Every line of the records below should be restated exactly.

***** Records for this task *****

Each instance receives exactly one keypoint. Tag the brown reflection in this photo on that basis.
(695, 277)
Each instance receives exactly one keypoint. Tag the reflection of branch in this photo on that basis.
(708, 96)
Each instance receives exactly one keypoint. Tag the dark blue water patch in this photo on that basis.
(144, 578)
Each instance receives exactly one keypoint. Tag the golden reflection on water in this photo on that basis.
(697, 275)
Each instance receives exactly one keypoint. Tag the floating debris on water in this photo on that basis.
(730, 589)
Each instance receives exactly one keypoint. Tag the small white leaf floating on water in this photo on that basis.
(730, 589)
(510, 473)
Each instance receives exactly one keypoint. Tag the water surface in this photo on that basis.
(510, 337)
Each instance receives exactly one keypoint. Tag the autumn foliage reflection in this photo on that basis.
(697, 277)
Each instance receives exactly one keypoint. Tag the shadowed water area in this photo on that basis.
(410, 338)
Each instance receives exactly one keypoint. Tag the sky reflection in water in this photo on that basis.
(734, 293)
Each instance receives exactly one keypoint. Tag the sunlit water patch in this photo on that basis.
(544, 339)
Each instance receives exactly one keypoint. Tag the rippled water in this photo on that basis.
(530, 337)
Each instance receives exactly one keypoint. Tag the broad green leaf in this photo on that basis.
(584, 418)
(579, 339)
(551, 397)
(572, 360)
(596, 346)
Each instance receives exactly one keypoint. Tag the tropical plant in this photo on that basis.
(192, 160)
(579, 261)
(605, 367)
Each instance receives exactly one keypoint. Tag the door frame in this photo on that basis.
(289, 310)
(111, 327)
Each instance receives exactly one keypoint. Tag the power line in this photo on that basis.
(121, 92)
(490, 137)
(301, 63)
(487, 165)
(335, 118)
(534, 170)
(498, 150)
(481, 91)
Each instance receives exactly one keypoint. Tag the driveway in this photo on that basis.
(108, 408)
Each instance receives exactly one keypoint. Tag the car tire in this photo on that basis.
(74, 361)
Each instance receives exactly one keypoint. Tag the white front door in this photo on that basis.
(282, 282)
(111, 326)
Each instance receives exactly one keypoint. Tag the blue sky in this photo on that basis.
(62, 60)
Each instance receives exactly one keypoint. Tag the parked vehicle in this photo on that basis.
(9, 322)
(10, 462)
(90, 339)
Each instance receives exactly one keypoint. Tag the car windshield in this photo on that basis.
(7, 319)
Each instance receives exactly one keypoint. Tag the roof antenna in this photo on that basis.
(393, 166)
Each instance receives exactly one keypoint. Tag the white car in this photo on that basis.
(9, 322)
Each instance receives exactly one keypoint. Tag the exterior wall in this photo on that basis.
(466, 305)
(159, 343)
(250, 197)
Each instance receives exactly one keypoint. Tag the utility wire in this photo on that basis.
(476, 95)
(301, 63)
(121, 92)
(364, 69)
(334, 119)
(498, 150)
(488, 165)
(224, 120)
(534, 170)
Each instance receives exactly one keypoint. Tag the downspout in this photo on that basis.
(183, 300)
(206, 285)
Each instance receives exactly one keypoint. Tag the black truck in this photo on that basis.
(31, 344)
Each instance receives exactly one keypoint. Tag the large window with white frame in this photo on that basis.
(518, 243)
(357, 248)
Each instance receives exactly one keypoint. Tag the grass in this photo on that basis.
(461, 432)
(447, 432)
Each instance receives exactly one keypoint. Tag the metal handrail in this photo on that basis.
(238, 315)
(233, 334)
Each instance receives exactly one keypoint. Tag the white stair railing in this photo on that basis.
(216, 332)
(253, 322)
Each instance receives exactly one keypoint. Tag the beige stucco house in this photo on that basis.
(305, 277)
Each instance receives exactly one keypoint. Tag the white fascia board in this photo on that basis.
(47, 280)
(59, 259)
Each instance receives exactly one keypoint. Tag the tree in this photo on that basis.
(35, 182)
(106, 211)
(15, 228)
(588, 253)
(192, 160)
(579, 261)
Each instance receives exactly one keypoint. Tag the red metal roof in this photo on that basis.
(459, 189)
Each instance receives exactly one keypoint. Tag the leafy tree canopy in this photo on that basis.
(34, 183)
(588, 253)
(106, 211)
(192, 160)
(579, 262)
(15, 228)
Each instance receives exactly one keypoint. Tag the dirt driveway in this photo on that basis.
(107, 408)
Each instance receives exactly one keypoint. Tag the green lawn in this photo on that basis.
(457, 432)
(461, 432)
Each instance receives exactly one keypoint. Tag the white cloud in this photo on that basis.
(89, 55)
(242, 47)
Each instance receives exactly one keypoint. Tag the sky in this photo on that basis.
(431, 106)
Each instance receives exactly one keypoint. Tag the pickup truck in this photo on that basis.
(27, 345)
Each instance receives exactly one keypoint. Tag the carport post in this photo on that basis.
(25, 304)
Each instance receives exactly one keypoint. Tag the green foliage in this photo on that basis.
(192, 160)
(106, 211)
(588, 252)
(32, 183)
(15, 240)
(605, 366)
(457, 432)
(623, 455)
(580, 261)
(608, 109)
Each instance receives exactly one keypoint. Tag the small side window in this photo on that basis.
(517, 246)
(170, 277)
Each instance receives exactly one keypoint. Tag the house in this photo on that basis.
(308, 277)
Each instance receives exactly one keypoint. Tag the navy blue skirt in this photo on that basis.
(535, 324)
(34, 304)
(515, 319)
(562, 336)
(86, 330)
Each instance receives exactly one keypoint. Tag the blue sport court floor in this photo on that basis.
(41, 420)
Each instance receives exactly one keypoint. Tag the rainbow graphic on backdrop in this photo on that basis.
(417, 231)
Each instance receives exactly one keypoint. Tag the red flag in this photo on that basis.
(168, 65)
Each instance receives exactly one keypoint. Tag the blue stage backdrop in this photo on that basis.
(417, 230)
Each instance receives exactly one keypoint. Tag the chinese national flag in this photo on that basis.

*****

- [Exercise response]
Each instance receives exactly one keypoint. Tag the brown reflection in this photo on that basis.
(695, 277)
Each instance receives exactly one keypoint. Tag the reflection of branch in this photo on that basis.
(708, 96)
Each instance receives exactly one keypoint. Tag the dark blue water patch in this photo on that basis.
(144, 578)
Each instance receives exactly one keypoint. Tag the golden reflection on water in this photo on that basis.
(697, 275)
Each instance receives exactly one keypoint. Tag the floating debris on water in this photo on that basis.
(730, 589)
Each instance receives exactly one keypoint. Tag the small white leaf floating on water in this photo on that basis.
(730, 589)
(510, 473)
Each instance receives exactly one keypoint. Tag the water surface in this photo on that basis.
(510, 337)
Each instance receives exactly one keypoint. Tag the autumn foliage reflection in this photo on that basis.
(697, 277)
Each instance receives exactly one keypoint. Tag the shadowed water area in this photo on that basis.
(410, 338)
Each instance receives exactly one keypoint. Tag the sky reflection in water in this photo on that basis.
(734, 293)
Each instance receives exactly one keypoint. Tag the sunlit water patch in this photo on that basis.
(544, 339)
Each instance receives exactly one keypoint. Tag the rippled water in this photo on that basis.
(530, 337)
Each instance receives exactly one keypoint. Tag the broad green leaf in this photo on that basis.
(584, 418)
(579, 339)
(551, 397)
(572, 360)
(596, 346)
Each instance receives exactly one keypoint. Tag the tropical plant in this photo on that basis.
(192, 160)
(579, 261)
(605, 367)
Each instance receives exactly one keypoint. Tag the door frame in this photo on that basis.
(289, 310)
(111, 327)
Each instance receives exactly one keypoint. Tag the power line in this photo on that basis.
(121, 92)
(490, 137)
(301, 63)
(487, 165)
(335, 118)
(534, 170)
(498, 150)
(481, 91)
Each instance receives exactly one keypoint. Tag the driveway in this photo on that basis.
(108, 408)
Each instance receives exactly one keypoint. Tag the car tire in this photo on that basis.
(74, 361)
Each instance receives exactly one keypoint. Tag the white front door in this photo on that basis.
(282, 282)
(111, 326)
Each instance receives exactly one keypoint. Tag the blue sky in this photo on that basis.
(62, 60)
Each instance receives exactly one keypoint. Tag the parked vehicle in this photo on that basis.
(9, 322)
(10, 462)
(90, 339)
Each instance receives exactly one keypoint. Tag the car windshield in this photo on that basis.
(7, 319)
Each instance receives exactly one keypoint. Tag the roof antenna in this photo on that basis.
(393, 166)
Each instance receives exactly one keypoint. Tag the white car in this photo on that basis.
(9, 322)
Each instance receives exactly one keypoint. Tag the exterior wall in this photo on that basis.
(466, 305)
(159, 343)
(250, 197)
Each instance receives exactly one keypoint. Tag the utility wire in this photo on that basis.
(476, 95)
(301, 63)
(121, 92)
(364, 69)
(334, 119)
(498, 150)
(488, 165)
(224, 120)
(534, 170)
Each instance receives exactly one keypoint. Tag the downspout in this photo on that basis.
(183, 300)
(206, 285)
Each instance receives exactly one keypoint. Tag the black truck in this photo on that basis.
(31, 344)
Each instance receives exactly one keypoint. Tag the large window with white frame in this photo on that basis.
(518, 243)
(357, 248)
Each instance receives exactly one keypoint. Tag the grass in this photo on that basis.
(461, 432)
(447, 432)
Each instance receives exactly one keypoint. Tag the metal handrail in this photo on that basis.
(238, 315)
(233, 334)
Each instance receives exactly one keypoint. Tag the white stair railing in this photo on that basis.
(216, 332)
(253, 322)
Each instance receives exactly one keypoint. Tag the beige stucco house in this photo on that basis.
(305, 277)
Each instance receives exactly one keypoint. Tag the white fascia board in this photo on that basis.
(47, 280)
(59, 259)
Each instance receives exactly one keypoint. Tag the tree in this photo on that basis.
(35, 182)
(106, 211)
(15, 228)
(588, 253)
(192, 160)
(579, 261)
Each instance receives exactly one keypoint. Tag the red metal roof in this photo on that basis.
(459, 189)
Each instance receives exactly one keypoint. Tag the leafy tree canopy in this photo on that basis.
(34, 183)
(588, 253)
(106, 211)
(192, 160)
(579, 262)
(15, 228)
Each instance receives exactly one keypoint. Tag the dirt driveway in this photo on that basis.
(107, 408)
Each instance receives exactly one keypoint. Tag the green lawn in this photo on that basis.
(457, 432)
(461, 432)
Each instance receives exactly one keypoint. Tag the white cloud in this photo on that basis.
(89, 55)
(242, 47)
Each instance receives exactly one keypoint. Tag the sky in this photo on that basis.
(431, 106)
Each instance receives exactly one keypoint. Tag the pickup truck in this photo on that basis.
(27, 345)
Each instance receives exactly one keypoint. Tag the carport post in this photo on that basis.
(25, 304)
Each instance receives exactly one keypoint. Tag the green foliage in this photo on that basis.
(192, 160)
(106, 211)
(588, 252)
(32, 183)
(15, 240)
(605, 366)
(457, 432)
(623, 455)
(580, 261)
(608, 109)
Each instance receives exactly one keypoint. Tag the small side window in this photo on that basis.
(517, 246)
(170, 277)
Each instance receives exactly one keypoint. Tag the house in this photo on that basis.
(308, 277)
Each instance receives exactly one keypoint. Tag the navy blue skirt in this photo on that basis.
(535, 324)
(34, 304)
(515, 319)
(562, 336)
(86, 330)
Each instance receives exactly one keypoint. Tag the blue sport court floor in this photo on that basis.
(41, 420)
Each instance receives exactly one keypoint. Tag the rainbow graphic on backdrop in this photo on that basis.
(417, 231)
Each instance receives exactly one keypoint. Tag the red flag in this photo on that basis.
(168, 65)
Each instance receives exactly one keypoint. Tag the blue stage backdrop in this photo on that basis.
(417, 230)
Each instance receives exactly one keypoint. Tag the chinese national flag in this photo on that basis.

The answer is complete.